→ Stated goal
All entries must be extracted exactly, with nothing added or dropped.
++++++
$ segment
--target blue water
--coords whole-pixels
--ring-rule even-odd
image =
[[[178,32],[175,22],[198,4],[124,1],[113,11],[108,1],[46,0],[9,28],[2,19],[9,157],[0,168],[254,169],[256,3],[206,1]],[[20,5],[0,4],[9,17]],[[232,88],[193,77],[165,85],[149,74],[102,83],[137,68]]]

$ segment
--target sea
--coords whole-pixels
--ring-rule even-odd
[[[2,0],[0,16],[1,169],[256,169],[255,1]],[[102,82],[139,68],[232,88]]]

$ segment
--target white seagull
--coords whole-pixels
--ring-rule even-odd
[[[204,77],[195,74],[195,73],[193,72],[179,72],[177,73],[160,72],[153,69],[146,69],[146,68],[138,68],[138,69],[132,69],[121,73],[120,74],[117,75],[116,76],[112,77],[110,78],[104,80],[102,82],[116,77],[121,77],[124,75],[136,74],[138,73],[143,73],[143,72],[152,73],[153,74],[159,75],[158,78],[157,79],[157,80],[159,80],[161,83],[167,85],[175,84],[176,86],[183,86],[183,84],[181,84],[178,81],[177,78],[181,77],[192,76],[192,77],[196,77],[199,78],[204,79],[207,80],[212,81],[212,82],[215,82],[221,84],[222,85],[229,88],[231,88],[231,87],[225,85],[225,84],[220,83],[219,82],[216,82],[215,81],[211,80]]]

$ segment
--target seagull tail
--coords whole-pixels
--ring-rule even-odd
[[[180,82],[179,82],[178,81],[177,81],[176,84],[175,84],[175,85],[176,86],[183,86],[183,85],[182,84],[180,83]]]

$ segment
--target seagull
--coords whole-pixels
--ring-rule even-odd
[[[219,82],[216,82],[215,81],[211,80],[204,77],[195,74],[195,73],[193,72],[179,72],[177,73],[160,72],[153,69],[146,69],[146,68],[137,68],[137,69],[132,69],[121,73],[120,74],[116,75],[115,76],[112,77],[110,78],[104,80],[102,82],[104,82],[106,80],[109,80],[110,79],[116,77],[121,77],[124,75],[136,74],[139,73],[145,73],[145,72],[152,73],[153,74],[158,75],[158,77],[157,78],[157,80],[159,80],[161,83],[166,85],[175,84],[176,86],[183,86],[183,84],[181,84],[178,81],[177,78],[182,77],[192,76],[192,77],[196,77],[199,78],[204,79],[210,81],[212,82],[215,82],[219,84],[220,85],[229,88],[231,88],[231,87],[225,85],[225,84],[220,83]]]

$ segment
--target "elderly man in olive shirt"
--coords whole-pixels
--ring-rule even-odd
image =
++++++
→ The output
$ segment
--target blue water
--coords whole-pixels
--ring-rule even-odd
image =
[[[178,32],[175,22],[198,4],[124,1],[113,11],[108,1],[46,0],[9,28],[2,19],[9,157],[0,168],[254,169],[256,3],[206,1]],[[20,5],[0,4],[9,17]],[[232,88],[193,77],[165,85],[149,74],[102,83],[137,68]]]

$ segment
--target sea
--coords whole-pixels
--ring-rule even-odd
[[[2,0],[0,16],[1,169],[256,169],[255,1]],[[102,82],[139,68],[232,88]]]

$ segment
--target white seagull
--coords whole-pixels
--ring-rule even-odd
[[[204,77],[195,74],[195,73],[193,72],[179,72],[177,73],[160,72],[153,69],[146,69],[146,68],[138,68],[138,69],[132,69],[121,73],[120,74],[117,75],[116,76],[112,77],[110,78],[104,80],[102,82],[116,77],[121,77],[124,75],[136,74],[138,73],[143,73],[143,72],[152,73],[153,74],[159,75],[158,78],[157,79],[157,80],[159,80],[161,83],[167,85],[175,84],[176,86],[183,86],[183,84],[181,84],[178,81],[177,78],[181,77],[192,76],[192,77],[196,77],[199,78],[204,79],[207,80],[212,81],[212,82],[215,82],[221,84],[222,85],[229,88],[231,88],[231,87],[225,85],[225,84],[220,83],[219,82],[216,82],[215,81],[211,80]]]

$ segment
--target seagull tail
--coords whole-pixels
--ring-rule even-odd
[[[180,82],[179,82],[178,81],[177,81],[176,84],[175,84],[175,85],[176,86],[183,86],[183,85],[182,84],[180,83]]]

$ segment
--target seagull
--coords whole-pixels
--ring-rule even-odd
[[[219,82],[216,82],[215,81],[211,80],[204,77],[195,74],[195,73],[193,72],[179,72],[177,73],[160,72],[153,69],[146,69],[146,68],[137,68],[137,69],[132,69],[121,73],[120,74],[116,75],[115,76],[112,77],[110,78],[104,80],[102,82],[104,82],[106,80],[109,80],[110,79],[116,77],[121,77],[124,75],[136,74],[139,73],[145,73],[145,72],[152,73],[153,74],[158,75],[158,77],[157,78],[157,80],[159,80],[161,83],[166,85],[175,84],[176,86],[183,86],[183,84],[181,84],[178,81],[177,78],[182,77],[192,76],[192,77],[196,77],[199,78],[204,79],[210,81],[212,82],[215,82],[219,84],[220,85],[229,88],[231,88],[231,87],[225,85],[225,84],[220,83]]]

$ segment
--target "elderly man in olive shirt"
--coords whole-pixels
--ring-rule even-odd
image =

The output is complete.